▶ EXTRACTED INFORMATION:
━━━━

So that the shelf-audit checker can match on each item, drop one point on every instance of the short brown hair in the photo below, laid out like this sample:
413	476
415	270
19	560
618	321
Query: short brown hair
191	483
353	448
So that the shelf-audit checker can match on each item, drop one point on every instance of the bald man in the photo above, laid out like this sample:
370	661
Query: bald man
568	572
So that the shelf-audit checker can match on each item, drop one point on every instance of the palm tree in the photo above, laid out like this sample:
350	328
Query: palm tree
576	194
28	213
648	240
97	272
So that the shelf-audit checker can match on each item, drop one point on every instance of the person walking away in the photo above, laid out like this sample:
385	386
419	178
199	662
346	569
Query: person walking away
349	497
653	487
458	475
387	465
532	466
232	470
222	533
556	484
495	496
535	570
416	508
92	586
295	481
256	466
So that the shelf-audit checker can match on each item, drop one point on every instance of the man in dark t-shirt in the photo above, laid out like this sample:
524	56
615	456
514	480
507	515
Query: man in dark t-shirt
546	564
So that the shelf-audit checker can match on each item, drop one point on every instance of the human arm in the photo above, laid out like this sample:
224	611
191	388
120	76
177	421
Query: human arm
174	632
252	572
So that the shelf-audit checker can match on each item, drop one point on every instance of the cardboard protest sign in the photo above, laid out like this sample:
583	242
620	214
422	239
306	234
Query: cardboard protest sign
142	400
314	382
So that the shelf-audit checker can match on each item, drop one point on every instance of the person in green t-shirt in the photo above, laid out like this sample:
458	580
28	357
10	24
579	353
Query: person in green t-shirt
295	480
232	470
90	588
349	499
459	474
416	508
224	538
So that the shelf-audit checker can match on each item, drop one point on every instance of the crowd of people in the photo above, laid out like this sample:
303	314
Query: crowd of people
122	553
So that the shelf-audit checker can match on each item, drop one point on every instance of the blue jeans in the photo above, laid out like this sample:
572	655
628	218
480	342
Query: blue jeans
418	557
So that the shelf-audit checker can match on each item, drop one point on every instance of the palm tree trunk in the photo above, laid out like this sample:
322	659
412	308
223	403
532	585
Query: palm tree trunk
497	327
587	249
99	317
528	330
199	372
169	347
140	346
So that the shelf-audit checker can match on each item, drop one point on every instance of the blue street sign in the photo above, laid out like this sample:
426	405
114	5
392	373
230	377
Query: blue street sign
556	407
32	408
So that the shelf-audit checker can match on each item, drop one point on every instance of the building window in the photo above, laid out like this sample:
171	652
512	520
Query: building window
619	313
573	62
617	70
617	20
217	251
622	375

━━━━

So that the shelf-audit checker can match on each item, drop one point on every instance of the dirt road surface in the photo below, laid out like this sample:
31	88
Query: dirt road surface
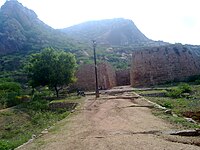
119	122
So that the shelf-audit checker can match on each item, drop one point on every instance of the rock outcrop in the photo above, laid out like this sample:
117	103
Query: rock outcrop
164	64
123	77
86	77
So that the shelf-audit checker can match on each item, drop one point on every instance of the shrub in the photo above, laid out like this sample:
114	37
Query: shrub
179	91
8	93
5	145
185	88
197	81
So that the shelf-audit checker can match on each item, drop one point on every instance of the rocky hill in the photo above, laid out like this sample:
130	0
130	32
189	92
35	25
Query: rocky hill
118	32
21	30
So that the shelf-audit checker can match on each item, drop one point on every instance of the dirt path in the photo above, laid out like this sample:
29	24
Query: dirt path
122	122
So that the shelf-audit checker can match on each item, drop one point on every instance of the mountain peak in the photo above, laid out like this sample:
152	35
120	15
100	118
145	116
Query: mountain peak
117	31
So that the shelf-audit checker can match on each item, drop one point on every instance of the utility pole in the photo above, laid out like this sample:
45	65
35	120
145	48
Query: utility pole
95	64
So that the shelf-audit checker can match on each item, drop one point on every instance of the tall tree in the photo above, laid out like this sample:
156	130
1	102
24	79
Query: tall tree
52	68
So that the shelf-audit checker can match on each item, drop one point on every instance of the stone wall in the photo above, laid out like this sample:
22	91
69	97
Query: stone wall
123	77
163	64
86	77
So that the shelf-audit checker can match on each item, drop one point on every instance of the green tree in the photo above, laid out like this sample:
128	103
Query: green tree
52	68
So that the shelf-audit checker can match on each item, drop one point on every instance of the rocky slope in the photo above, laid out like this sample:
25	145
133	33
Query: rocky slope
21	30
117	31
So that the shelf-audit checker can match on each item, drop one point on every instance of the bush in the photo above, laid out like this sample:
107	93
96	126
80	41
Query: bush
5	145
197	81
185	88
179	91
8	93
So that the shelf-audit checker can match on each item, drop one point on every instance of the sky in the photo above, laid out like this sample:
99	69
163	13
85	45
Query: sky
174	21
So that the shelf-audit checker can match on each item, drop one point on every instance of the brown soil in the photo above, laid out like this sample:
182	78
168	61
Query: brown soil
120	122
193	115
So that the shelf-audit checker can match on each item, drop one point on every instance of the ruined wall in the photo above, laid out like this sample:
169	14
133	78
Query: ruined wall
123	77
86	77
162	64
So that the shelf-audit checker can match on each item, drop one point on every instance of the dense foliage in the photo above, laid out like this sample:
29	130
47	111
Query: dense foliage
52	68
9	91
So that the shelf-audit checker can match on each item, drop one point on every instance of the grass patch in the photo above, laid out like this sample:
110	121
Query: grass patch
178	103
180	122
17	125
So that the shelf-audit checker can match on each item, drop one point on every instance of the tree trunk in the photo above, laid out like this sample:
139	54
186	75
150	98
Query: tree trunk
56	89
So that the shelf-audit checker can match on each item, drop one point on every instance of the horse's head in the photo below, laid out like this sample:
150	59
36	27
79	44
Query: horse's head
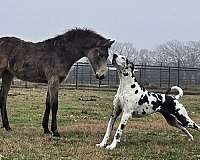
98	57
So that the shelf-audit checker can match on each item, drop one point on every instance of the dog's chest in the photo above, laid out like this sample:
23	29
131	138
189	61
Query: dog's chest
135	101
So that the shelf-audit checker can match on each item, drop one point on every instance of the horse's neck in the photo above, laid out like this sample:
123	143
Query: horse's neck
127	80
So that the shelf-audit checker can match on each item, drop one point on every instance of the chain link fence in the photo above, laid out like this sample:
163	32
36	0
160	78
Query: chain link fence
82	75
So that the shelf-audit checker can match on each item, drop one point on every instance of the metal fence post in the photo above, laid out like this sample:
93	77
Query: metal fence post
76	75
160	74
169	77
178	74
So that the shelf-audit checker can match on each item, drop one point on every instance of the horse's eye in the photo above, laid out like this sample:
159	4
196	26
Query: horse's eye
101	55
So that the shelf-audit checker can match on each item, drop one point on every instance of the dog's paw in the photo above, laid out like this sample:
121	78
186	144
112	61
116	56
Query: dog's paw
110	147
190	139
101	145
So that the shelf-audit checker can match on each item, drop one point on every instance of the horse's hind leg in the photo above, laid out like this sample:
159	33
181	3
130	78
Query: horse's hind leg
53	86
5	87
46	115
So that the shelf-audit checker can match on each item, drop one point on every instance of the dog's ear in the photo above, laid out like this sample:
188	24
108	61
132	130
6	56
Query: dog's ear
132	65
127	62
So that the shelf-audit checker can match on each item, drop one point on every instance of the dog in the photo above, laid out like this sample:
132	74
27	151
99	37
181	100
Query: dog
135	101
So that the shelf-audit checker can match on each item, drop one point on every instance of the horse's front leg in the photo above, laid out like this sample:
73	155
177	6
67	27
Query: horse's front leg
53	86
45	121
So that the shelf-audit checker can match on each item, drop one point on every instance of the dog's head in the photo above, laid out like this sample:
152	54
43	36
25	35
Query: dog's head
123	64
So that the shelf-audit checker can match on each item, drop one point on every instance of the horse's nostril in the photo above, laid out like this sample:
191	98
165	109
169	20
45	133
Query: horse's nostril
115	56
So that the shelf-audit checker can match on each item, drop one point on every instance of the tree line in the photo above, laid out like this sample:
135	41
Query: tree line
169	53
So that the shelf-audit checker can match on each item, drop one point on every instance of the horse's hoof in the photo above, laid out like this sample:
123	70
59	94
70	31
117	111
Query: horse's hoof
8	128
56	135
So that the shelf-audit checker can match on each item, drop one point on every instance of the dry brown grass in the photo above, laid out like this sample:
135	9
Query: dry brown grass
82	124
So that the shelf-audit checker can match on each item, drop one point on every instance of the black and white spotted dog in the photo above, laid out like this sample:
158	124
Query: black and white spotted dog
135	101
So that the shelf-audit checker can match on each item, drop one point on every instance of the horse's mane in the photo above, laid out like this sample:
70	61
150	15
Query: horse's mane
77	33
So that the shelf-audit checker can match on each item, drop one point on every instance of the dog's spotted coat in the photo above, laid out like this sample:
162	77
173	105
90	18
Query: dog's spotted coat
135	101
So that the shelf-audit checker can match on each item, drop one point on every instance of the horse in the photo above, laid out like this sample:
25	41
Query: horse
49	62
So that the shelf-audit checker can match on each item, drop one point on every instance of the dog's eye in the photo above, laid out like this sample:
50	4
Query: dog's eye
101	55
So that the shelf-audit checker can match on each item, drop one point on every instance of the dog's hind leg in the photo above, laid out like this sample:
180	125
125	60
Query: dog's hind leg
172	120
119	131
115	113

━━━━

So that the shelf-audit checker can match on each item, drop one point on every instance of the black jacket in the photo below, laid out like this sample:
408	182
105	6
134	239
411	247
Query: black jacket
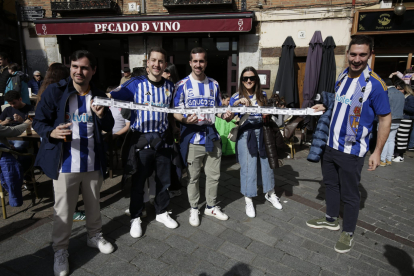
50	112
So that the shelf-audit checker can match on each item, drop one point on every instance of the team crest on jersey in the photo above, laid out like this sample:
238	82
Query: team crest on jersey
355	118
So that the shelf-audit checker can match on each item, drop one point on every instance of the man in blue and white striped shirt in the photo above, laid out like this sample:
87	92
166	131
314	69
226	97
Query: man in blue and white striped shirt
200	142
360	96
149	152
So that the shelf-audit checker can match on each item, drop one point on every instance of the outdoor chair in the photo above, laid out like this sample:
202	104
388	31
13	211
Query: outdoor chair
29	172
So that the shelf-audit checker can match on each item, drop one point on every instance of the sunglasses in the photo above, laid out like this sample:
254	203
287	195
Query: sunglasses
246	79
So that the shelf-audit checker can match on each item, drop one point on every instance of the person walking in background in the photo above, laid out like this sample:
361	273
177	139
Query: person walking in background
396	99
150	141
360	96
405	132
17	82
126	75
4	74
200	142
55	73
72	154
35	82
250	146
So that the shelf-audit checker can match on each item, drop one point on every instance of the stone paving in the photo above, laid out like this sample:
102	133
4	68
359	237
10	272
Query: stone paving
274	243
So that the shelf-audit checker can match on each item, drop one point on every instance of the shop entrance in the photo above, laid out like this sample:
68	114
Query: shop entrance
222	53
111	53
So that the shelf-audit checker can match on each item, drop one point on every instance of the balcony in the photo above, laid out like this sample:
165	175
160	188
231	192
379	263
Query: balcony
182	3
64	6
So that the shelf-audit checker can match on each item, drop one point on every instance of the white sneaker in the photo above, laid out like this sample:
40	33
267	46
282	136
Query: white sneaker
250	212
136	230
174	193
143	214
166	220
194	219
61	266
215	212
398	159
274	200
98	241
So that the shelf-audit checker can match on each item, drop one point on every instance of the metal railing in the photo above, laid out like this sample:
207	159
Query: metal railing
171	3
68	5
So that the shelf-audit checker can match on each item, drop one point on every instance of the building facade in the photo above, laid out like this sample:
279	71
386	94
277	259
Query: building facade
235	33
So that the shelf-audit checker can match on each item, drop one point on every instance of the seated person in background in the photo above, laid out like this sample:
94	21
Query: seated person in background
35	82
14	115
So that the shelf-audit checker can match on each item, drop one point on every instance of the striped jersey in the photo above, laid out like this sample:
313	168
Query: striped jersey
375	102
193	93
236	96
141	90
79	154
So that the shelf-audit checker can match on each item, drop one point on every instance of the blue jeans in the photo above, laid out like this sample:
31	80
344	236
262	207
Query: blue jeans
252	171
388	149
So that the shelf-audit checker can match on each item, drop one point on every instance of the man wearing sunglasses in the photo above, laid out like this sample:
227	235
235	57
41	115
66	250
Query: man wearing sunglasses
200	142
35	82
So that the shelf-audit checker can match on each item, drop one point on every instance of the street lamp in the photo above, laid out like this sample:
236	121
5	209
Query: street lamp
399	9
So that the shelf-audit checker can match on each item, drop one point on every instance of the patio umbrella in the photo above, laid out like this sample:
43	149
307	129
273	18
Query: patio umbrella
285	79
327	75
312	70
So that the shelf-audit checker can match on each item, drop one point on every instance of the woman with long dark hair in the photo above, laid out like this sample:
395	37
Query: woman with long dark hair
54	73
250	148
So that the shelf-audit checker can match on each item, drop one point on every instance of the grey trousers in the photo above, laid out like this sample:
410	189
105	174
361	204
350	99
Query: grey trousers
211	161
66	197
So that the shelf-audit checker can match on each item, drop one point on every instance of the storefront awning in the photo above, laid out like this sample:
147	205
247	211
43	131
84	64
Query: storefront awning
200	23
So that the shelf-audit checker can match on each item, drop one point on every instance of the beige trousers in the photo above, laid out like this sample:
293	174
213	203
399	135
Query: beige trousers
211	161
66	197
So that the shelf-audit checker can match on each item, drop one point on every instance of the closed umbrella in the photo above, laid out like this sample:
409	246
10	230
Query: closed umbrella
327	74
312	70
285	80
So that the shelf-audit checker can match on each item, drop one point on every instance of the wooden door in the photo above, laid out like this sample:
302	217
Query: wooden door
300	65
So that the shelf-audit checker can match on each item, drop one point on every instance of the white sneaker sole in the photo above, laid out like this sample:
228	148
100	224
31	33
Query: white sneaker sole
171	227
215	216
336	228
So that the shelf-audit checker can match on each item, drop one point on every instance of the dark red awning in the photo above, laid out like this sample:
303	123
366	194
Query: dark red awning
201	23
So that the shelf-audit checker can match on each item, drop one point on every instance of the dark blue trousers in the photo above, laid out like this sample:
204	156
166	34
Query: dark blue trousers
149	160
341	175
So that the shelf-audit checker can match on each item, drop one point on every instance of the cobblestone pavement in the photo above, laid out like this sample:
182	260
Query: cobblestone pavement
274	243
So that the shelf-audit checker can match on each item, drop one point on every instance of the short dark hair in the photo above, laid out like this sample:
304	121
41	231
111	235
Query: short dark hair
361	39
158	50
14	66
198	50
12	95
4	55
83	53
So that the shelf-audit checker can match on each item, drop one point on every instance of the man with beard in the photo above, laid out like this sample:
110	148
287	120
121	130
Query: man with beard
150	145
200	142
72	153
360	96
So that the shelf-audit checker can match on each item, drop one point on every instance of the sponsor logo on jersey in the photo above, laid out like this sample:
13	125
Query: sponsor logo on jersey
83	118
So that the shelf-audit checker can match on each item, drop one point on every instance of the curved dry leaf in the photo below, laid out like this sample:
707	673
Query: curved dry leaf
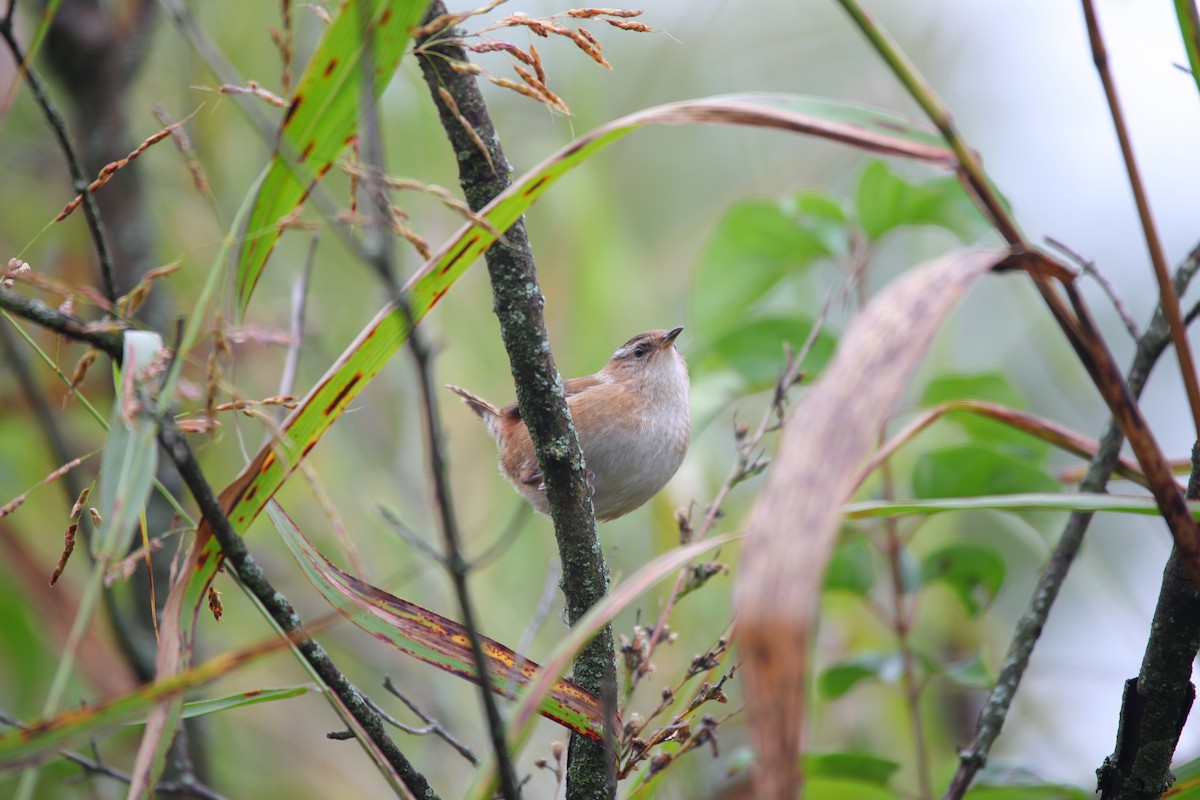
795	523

━━━━

Give only the number of lines above that contain the string "peak".

2